§ THE TASK: Reproduce only the part of the listing below that runs from the line containing "of the jagged" up to and including the listing's last line, copying every request unchanged. In the answers, multiply each x and y coordinate by 1.1 and round it to a whole number, with halves rounded up.

§ RECORDS:

____________

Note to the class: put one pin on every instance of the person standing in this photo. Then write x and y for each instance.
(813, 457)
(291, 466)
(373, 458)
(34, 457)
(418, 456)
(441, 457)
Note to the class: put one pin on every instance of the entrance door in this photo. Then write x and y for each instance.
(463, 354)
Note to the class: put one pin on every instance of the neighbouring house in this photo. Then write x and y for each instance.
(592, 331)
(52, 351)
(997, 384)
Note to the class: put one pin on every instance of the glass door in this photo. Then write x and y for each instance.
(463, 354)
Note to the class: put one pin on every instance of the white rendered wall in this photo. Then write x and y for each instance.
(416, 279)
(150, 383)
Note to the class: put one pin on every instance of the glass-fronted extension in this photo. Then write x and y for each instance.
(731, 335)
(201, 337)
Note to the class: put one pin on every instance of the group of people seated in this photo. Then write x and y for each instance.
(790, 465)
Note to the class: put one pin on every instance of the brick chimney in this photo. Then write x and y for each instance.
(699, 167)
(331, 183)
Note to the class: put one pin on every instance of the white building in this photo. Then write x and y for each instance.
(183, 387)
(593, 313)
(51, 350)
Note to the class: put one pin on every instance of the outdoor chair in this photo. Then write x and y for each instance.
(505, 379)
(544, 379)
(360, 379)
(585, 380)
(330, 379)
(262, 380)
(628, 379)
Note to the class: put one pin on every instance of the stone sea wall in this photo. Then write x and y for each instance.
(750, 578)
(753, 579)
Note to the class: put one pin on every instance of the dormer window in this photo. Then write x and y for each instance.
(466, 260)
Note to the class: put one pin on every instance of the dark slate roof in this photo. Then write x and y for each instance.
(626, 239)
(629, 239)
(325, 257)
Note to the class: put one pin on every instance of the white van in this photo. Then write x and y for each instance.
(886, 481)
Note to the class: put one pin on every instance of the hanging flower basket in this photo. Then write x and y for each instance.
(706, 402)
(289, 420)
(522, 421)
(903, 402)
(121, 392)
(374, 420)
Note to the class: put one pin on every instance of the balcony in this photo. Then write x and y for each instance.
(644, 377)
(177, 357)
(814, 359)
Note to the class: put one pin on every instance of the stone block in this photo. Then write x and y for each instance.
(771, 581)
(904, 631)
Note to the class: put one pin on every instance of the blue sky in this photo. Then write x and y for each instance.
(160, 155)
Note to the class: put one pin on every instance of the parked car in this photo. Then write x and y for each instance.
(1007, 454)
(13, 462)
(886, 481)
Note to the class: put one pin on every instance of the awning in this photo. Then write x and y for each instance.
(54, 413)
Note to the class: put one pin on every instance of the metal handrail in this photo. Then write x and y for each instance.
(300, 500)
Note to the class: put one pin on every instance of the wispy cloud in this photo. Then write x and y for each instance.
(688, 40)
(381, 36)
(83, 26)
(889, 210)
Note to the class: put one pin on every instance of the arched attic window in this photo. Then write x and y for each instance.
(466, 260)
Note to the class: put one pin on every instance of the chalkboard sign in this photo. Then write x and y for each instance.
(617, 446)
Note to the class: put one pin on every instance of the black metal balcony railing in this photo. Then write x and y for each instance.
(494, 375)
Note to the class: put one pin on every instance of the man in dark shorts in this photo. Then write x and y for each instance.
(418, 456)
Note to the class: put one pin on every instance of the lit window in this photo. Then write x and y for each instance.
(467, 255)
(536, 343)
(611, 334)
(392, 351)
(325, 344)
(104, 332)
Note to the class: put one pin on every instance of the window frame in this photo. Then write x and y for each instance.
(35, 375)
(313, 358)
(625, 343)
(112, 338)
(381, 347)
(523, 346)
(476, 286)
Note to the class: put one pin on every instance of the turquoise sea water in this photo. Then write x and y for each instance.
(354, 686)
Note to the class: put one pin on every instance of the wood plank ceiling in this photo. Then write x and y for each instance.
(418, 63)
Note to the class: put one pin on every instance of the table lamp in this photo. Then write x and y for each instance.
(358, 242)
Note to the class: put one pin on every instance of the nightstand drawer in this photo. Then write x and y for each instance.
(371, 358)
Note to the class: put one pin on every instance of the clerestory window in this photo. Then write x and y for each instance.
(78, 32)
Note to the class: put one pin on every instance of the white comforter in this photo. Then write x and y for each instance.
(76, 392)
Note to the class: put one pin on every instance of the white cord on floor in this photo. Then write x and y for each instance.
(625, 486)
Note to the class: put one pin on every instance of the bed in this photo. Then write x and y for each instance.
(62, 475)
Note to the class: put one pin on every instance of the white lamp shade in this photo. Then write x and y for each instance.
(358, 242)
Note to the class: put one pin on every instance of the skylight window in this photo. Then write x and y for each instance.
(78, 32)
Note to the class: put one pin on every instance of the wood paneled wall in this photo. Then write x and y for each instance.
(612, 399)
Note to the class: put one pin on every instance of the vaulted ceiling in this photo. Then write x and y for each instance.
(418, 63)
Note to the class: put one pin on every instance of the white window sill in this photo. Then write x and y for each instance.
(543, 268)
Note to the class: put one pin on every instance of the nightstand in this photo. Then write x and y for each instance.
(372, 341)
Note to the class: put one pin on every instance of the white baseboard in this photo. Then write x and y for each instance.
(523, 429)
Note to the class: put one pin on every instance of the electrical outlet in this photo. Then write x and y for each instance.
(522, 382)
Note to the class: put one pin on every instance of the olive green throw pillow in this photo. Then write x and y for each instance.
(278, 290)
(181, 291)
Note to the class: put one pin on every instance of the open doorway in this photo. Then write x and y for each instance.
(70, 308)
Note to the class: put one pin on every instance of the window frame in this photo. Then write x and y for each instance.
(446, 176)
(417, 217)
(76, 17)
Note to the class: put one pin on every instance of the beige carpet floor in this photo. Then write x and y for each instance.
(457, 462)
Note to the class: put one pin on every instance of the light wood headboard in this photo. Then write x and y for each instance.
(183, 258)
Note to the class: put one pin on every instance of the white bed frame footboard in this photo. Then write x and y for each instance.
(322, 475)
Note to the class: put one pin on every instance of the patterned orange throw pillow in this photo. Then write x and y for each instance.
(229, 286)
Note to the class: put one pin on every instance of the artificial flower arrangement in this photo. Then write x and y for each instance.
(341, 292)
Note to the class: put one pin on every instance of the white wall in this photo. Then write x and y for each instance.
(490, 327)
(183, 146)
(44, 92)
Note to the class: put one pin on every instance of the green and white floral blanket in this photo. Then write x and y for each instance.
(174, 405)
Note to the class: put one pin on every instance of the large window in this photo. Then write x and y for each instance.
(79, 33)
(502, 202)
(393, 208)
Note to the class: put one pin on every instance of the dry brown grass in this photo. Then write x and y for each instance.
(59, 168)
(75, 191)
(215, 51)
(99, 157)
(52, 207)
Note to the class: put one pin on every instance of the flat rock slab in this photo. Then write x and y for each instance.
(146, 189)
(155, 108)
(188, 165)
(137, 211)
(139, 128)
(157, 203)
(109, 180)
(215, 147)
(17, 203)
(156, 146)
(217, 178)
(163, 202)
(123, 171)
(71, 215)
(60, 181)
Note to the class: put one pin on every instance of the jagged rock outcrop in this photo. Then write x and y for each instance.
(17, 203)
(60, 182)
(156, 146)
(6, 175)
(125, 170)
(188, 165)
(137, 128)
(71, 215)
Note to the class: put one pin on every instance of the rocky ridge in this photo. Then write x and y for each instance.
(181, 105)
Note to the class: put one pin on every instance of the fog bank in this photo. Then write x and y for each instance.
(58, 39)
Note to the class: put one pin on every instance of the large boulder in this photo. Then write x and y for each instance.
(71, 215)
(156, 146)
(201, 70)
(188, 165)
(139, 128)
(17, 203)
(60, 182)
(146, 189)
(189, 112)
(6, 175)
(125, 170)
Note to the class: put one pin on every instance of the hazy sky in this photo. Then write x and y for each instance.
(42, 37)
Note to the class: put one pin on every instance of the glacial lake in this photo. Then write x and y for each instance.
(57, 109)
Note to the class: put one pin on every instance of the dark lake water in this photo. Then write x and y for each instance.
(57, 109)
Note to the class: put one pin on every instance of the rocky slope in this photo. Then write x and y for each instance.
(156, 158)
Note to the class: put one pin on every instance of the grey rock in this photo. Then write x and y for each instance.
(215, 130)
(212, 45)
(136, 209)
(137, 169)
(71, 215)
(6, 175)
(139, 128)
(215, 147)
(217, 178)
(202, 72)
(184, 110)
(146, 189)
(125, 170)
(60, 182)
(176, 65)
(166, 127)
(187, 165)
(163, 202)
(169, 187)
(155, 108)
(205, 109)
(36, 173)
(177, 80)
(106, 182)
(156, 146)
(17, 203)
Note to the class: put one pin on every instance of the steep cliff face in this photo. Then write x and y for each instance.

____________

§ COMPLETE ANSWER:
Note to the class: put one pin on every instance of the jagged rock outcrop in this photo. Then write x and y for each instance.
(19, 223)
(66, 200)
(172, 161)
(7, 193)
(138, 187)
(207, 182)
(151, 141)
(78, 237)
Note to the class: put one pin on every instance of the rocky ridge in this photo. Then write x and y for each instance.
(199, 116)
Note to the class: put one pin on every instance of the fog bank in this photo. Then write x and y for each instance.
(64, 43)
Note to the class: put one pin on every instance of the large boulder in this photo. Then write x and y for each instance.
(78, 237)
(172, 161)
(221, 77)
(207, 182)
(153, 141)
(19, 223)
(66, 200)
(161, 208)
(208, 123)
(7, 193)
(138, 187)
Note to the class: put one pin on every instance of the hazy sky in this photo. Then write x and y for each instance.
(46, 41)
Note to the class: put one pin on every instance of the glacial lake in this photo. Then write x and y for each instance.
(63, 120)
Note to the class: put one pin on every instance of the dark lake water in this photo. Then write x and y for each instance.
(63, 120)
Note to the class: put one pin on every instance of the rocky slope in this photo. Then write x and y for each instance.
(172, 174)
Note to the class: put one pin on every instance of the grey rock in this photo. Then write x and y for each instance.
(237, 143)
(233, 50)
(150, 230)
(151, 186)
(78, 237)
(7, 193)
(153, 141)
(237, 162)
(239, 196)
(222, 79)
(202, 121)
(161, 208)
(138, 187)
(66, 200)
(194, 72)
(183, 140)
(206, 182)
(179, 222)
(186, 206)
(171, 119)
(226, 120)
(40, 190)
(195, 88)
(117, 200)
(172, 161)
(19, 223)
Note to the class: put one pin on every instance of the steep cliff face in this photo. Then write x and y for each instance.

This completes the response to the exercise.